Work instructions :: Reproduce the data verbatim, from the line containing "Provide the outline of every instance of the forehead" up to and including the line containing "82], [68, 81]]". Copy nothing outside that range.

[Start]

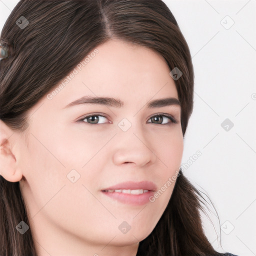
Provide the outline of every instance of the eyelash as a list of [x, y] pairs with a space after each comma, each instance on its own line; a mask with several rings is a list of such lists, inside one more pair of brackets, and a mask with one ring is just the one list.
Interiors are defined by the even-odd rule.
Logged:
[[[90, 124], [90, 122], [84, 122], [84, 119], [86, 119], [86, 118], [88, 118], [92, 116], [102, 116], [104, 118], [108, 118], [106, 116], [102, 116], [102, 114], [90, 114], [90, 116], [84, 116], [82, 118], [81, 118], [79, 119], [76, 122], [86, 122], [86, 123], [88, 123], [88, 124]], [[168, 122], [167, 124], [154, 124], [154, 123], [152, 123], [152, 122], [150, 122], [150, 124], [160, 124], [160, 126], [166, 126], [166, 125], [170, 125], [170, 124], [178, 124], [178, 120], [174, 118], [173, 116], [170, 116], [168, 114], [156, 114], [154, 116], [151, 116], [149, 120], [150, 120], [151, 118], [154, 118], [154, 116], [164, 116], [164, 117], [166, 117], [166, 118], [168, 118], [170, 120], [171, 122]]]

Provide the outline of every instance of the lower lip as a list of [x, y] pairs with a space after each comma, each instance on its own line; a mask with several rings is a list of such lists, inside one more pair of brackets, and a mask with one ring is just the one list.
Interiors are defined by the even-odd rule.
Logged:
[[150, 202], [149, 198], [153, 196], [153, 191], [148, 191], [140, 194], [132, 194], [120, 192], [106, 192], [102, 191], [106, 196], [124, 204], [141, 206]]

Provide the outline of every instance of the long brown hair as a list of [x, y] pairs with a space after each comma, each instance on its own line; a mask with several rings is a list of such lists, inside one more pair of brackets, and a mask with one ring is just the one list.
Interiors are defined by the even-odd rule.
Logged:
[[[20, 17], [29, 22], [16, 24]], [[21, 0], [6, 20], [0, 42], [10, 56], [0, 62], [0, 118], [14, 130], [24, 130], [26, 112], [96, 47], [111, 38], [159, 52], [175, 80], [184, 136], [193, 108], [194, 74], [190, 50], [172, 13], [160, 0]], [[18, 182], [0, 176], [0, 255], [36, 256]], [[219, 255], [202, 228], [204, 200], [181, 170], [170, 200], [152, 232], [140, 242], [137, 256]]]

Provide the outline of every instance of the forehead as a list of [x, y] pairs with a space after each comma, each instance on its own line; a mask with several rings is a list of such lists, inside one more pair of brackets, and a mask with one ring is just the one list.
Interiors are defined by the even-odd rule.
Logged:
[[96, 49], [98, 53], [81, 67], [70, 84], [84, 82], [98, 92], [122, 94], [145, 90], [156, 93], [166, 82], [175, 86], [164, 58], [151, 49], [117, 40], [110, 40]]
[[51, 104], [62, 108], [88, 96], [119, 98], [124, 106], [138, 108], [154, 100], [178, 98], [164, 58], [143, 46], [110, 40], [94, 49], [74, 70], [60, 82], [68, 81]]

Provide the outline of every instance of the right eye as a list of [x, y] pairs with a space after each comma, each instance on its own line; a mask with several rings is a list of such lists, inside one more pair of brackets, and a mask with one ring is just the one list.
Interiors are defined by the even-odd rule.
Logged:
[[[100, 119], [98, 118], [98, 116], [102, 116], [103, 118], [106, 118], [106, 116], [102, 116], [100, 114], [90, 114], [90, 116], [85, 116], [80, 118], [79, 120], [78, 120], [78, 122], [88, 122], [88, 124], [99, 124], [98, 121]], [[87, 121], [85, 121], [84, 120], [87, 120]], [[106, 123], [101, 123], [101, 124], [106, 124]]]

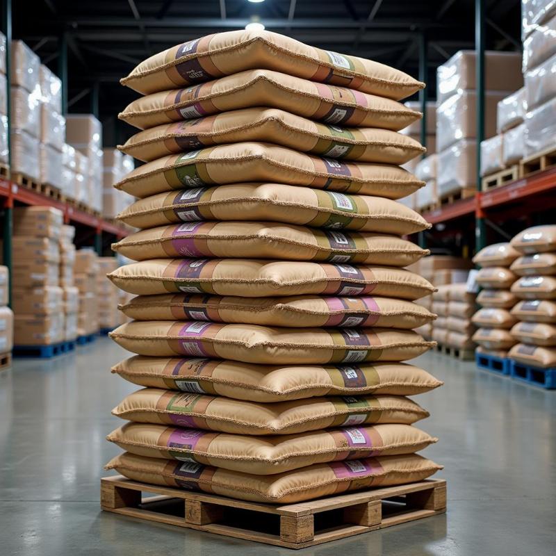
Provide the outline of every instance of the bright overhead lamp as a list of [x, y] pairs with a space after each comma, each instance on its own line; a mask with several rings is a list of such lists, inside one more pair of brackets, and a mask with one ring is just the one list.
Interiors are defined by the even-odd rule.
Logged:
[[259, 22], [252, 22], [245, 26], [246, 31], [264, 31], [264, 28], [265, 26], [262, 23], [259, 23]]

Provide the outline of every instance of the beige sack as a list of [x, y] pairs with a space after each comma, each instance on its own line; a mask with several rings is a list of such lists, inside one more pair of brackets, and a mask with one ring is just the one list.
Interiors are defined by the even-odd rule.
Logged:
[[519, 252], [509, 243], [493, 243], [483, 247], [473, 259], [473, 263], [484, 268], [509, 266], [519, 256]]
[[140, 295], [120, 305], [136, 320], [210, 320], [265, 326], [416, 328], [434, 319], [425, 307], [393, 297], [239, 297]]
[[293, 503], [348, 491], [421, 481], [441, 466], [416, 454], [316, 464], [278, 475], [257, 475], [124, 453], [106, 469], [134, 481], [201, 491], [253, 502]]
[[473, 341], [487, 350], [507, 350], [516, 343], [509, 330], [501, 328], [479, 328], [473, 334]]
[[265, 30], [213, 33], [148, 58], [121, 83], [145, 94], [264, 67], [401, 99], [425, 87], [393, 67], [311, 47]]
[[257, 259], [155, 259], [124, 265], [108, 275], [136, 295], [182, 292], [263, 297], [375, 295], [416, 300], [433, 286], [402, 268]]
[[510, 270], [518, 276], [555, 275], [556, 274], [556, 253], [535, 253], [532, 255], [522, 255], [512, 263]]
[[516, 279], [517, 276], [512, 270], [502, 266], [481, 268], [475, 277], [477, 284], [482, 288], [499, 290], [508, 289]]
[[382, 423], [411, 425], [429, 416], [428, 411], [403, 396], [333, 396], [259, 404], [156, 388], [129, 394], [112, 413], [138, 423], [232, 434], [293, 434]]
[[430, 227], [420, 215], [390, 199], [279, 183], [158, 193], [138, 199], [117, 218], [138, 228], [195, 220], [270, 220], [402, 236]]
[[130, 382], [268, 403], [323, 395], [414, 395], [443, 384], [405, 363], [276, 366], [199, 358], [134, 355], [112, 368]]
[[514, 249], [526, 255], [556, 251], [556, 224], [527, 228], [510, 243]]
[[106, 439], [136, 455], [252, 475], [275, 475], [327, 461], [412, 454], [438, 440], [409, 425], [254, 436], [140, 423], [128, 423]]
[[556, 301], [524, 300], [516, 303], [511, 312], [517, 320], [556, 324]]
[[556, 367], [556, 348], [526, 343], [516, 344], [508, 353], [511, 359], [542, 368]]
[[110, 336], [139, 355], [190, 355], [268, 364], [404, 361], [432, 344], [393, 328], [277, 328], [202, 321], [135, 320]]
[[133, 261], [234, 257], [407, 266], [429, 254], [395, 236], [319, 230], [291, 224], [200, 222], [131, 234], [112, 249]]
[[517, 303], [516, 295], [509, 290], [482, 290], [477, 302], [483, 307], [511, 309]]
[[270, 143], [241, 142], [163, 156], [115, 185], [135, 197], [183, 186], [270, 181], [398, 199], [424, 182], [399, 166], [319, 158]]
[[378, 127], [341, 128], [276, 108], [252, 108], [163, 124], [140, 131], [120, 150], [144, 161], [215, 145], [276, 143], [333, 158], [404, 164], [425, 152], [409, 136]]
[[556, 299], [556, 276], [523, 276], [512, 286], [521, 300]]
[[473, 322], [485, 328], [512, 328], [517, 318], [507, 309], [496, 307], [483, 307], [474, 315]]
[[556, 326], [547, 322], [518, 322], [512, 335], [518, 342], [532, 345], [556, 346]]

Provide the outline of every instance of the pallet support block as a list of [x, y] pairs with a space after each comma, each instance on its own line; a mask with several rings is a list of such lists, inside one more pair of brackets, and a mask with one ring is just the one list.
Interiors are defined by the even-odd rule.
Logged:
[[[430, 517], [446, 507], [445, 481], [438, 480], [286, 505], [146, 484], [121, 476], [101, 482], [105, 511], [295, 549]], [[142, 499], [142, 492], [149, 496]]]

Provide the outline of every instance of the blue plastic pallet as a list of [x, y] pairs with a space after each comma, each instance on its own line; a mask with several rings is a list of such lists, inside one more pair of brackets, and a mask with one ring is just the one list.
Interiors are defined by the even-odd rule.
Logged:
[[475, 362], [479, 368], [491, 370], [493, 373], [506, 376], [510, 374], [510, 361], [506, 357], [496, 357], [495, 355], [486, 355], [475, 352]]
[[512, 378], [517, 380], [550, 390], [556, 389], [556, 368], [532, 367], [510, 359], [510, 373]]
[[75, 342], [60, 342], [50, 345], [14, 345], [14, 357], [54, 357], [70, 353], [75, 349]]
[[78, 345], [85, 345], [86, 343], [91, 343], [97, 339], [97, 334], [86, 334], [85, 336], [78, 336], [77, 342]]

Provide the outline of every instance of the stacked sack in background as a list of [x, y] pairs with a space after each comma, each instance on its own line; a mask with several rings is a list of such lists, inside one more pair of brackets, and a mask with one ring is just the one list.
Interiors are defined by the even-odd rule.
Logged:
[[518, 279], [512, 292], [520, 300], [512, 315], [520, 322], [511, 330], [519, 342], [510, 359], [533, 367], [556, 367], [556, 226], [534, 226], [510, 242], [521, 256], [512, 270]]
[[191, 41], [123, 82], [147, 95], [121, 116], [147, 163], [116, 186], [142, 229], [114, 246], [140, 262], [109, 275], [138, 295], [111, 336], [138, 354], [113, 371], [146, 388], [114, 410], [127, 452], [107, 467], [275, 502], [432, 475], [404, 396], [440, 382], [400, 363], [430, 346], [412, 300], [433, 287], [402, 268], [426, 252], [400, 237], [427, 224], [392, 200], [422, 185], [397, 165], [423, 149], [396, 133], [421, 84], [266, 31]]
[[60, 287], [62, 211], [48, 206], [13, 209], [12, 307], [14, 344], [64, 341], [63, 291]]
[[481, 267], [476, 281], [482, 288], [477, 297], [481, 309], [473, 317], [479, 327], [473, 340], [479, 344], [477, 352], [484, 355], [506, 357], [516, 343], [509, 332], [516, 319], [509, 311], [517, 300], [510, 291], [517, 276], [509, 267], [518, 256], [519, 253], [505, 243], [488, 245], [473, 257]]
[[13, 348], [13, 313], [8, 306], [9, 282], [8, 267], [0, 265], [0, 359]]

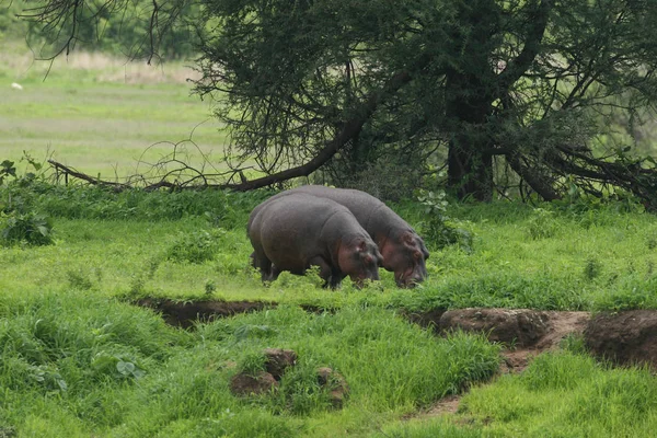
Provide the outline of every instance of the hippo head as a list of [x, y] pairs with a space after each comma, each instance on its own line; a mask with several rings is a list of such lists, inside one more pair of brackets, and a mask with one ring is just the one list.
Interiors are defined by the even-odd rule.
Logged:
[[360, 287], [365, 279], [379, 279], [379, 265], [383, 262], [383, 257], [370, 239], [356, 238], [343, 242], [337, 261], [339, 269]]
[[399, 287], [414, 287], [427, 278], [429, 252], [413, 230], [389, 235], [381, 246], [383, 267], [394, 273]]

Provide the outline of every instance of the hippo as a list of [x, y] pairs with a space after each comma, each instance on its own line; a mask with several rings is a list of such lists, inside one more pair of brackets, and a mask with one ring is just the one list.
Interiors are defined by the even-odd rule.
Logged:
[[377, 244], [346, 207], [331, 199], [303, 193], [267, 199], [251, 212], [246, 231], [263, 281], [283, 270], [302, 275], [310, 266], [320, 267], [324, 287], [337, 287], [347, 275], [357, 286], [379, 279]]
[[414, 287], [427, 278], [429, 252], [415, 230], [391, 208], [372, 195], [350, 188], [304, 185], [281, 192], [269, 200], [308, 194], [334, 200], [349, 209], [369, 233], [383, 255], [383, 268], [394, 273], [399, 287]]

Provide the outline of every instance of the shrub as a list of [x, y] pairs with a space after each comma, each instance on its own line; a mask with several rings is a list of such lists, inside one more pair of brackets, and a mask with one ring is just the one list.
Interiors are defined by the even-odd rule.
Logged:
[[226, 231], [200, 230], [189, 234], [181, 234], [178, 240], [166, 252], [166, 258], [173, 262], [203, 263], [215, 258], [219, 251], [219, 239]]
[[420, 222], [423, 237], [441, 249], [448, 245], [459, 245], [466, 252], [472, 252], [472, 233], [458, 227], [447, 216], [445, 192], [427, 192], [420, 189], [417, 196], [425, 207], [426, 220]]
[[5, 244], [25, 242], [30, 245], [53, 243], [53, 221], [45, 215], [34, 211], [20, 214], [12, 211], [2, 220], [0, 237]]

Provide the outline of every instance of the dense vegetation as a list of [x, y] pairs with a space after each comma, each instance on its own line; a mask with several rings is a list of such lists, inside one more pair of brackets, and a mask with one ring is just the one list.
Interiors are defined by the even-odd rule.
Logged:
[[459, 199], [575, 185], [657, 208], [635, 148], [657, 97], [650, 1], [44, 0], [27, 15], [53, 56], [127, 33], [150, 61], [192, 41], [195, 91], [230, 135], [212, 184], [312, 175], [392, 198], [430, 174]]
[[[489, 379], [498, 362], [497, 347], [483, 338], [436, 338], [404, 321], [402, 309], [657, 308], [657, 228], [639, 205], [451, 205], [445, 214], [473, 241], [438, 250], [441, 244], [428, 240], [431, 277], [425, 285], [400, 290], [385, 273], [381, 284], [364, 290], [345, 281], [327, 291], [312, 275], [284, 275], [265, 287], [247, 266], [245, 219], [268, 195], [117, 194], [8, 176], [0, 228], [11, 227], [8, 219], [18, 212], [47, 217], [54, 242], [4, 242], [0, 249], [0, 430], [62, 437], [451, 437], [537, 430], [560, 436], [573, 428], [638, 436], [653, 427], [655, 418], [644, 413], [652, 412], [645, 403], [654, 399], [654, 377], [608, 370], [576, 339], [567, 344], [570, 353], [541, 357], [521, 376], [472, 390], [457, 423], [400, 423]], [[426, 227], [417, 201], [394, 208], [418, 229]], [[130, 304], [145, 296], [279, 306], [181, 331]], [[333, 311], [308, 313], [298, 303]], [[298, 369], [275, 394], [231, 395], [231, 376], [264, 347], [296, 349]], [[316, 387], [312, 370], [320, 366], [348, 381], [343, 410], [331, 408]]]
[[[431, 251], [430, 277], [417, 289], [397, 289], [385, 272], [361, 290], [348, 280], [321, 289], [313, 274], [263, 286], [247, 263], [244, 228], [272, 192], [115, 193], [62, 178], [53, 185], [26, 174], [47, 174], [41, 161], [21, 161], [24, 149], [41, 158], [51, 142], [92, 174], [113, 174], [118, 163], [124, 176], [148, 145], [187, 138], [203, 118], [207, 108], [185, 88], [150, 76], [131, 82], [123, 67], [117, 83], [105, 64], [89, 69], [73, 56], [42, 82], [45, 69], [7, 59], [0, 77], [20, 77], [25, 89], [0, 90], [8, 103], [0, 107], [0, 437], [643, 437], [655, 429], [655, 377], [593, 360], [581, 339], [566, 339], [522, 374], [491, 380], [499, 346], [436, 337], [402, 316], [465, 306], [657, 309], [657, 226], [632, 197], [601, 201], [574, 186], [552, 204], [475, 205], [419, 192], [391, 204]], [[194, 138], [214, 146], [222, 138], [214, 129]], [[143, 297], [278, 307], [185, 331], [134, 304]], [[296, 349], [298, 368], [278, 392], [232, 395], [231, 377], [257, 369], [264, 347]], [[316, 384], [319, 366], [349, 384], [342, 410]], [[435, 403], [453, 393], [464, 394], [459, 412], [436, 415]]]

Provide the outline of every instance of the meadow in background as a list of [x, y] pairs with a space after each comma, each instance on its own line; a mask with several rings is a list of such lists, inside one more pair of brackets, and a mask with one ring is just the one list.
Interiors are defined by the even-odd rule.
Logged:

[End]

Correct answer ::
Provide the outline of every instance of the forehead as a list of [x, y] pairs with a space after each comma, each instance on its own line; a mask with several rings is a list of such lists, inside one more pair of brackets, and a mask with one ring is just the one list.
Interiors are defined by the even-odd rule.
Logged:
[[96, 49], [98, 53], [81, 67], [70, 84], [84, 82], [98, 92], [122, 94], [145, 90], [156, 93], [166, 82], [175, 86], [164, 58], [151, 49], [117, 40], [110, 40]]
[[51, 104], [62, 108], [88, 96], [119, 98], [124, 106], [138, 108], [154, 100], [178, 98], [164, 58], [143, 46], [110, 40], [94, 49], [74, 70], [60, 82], [68, 81]]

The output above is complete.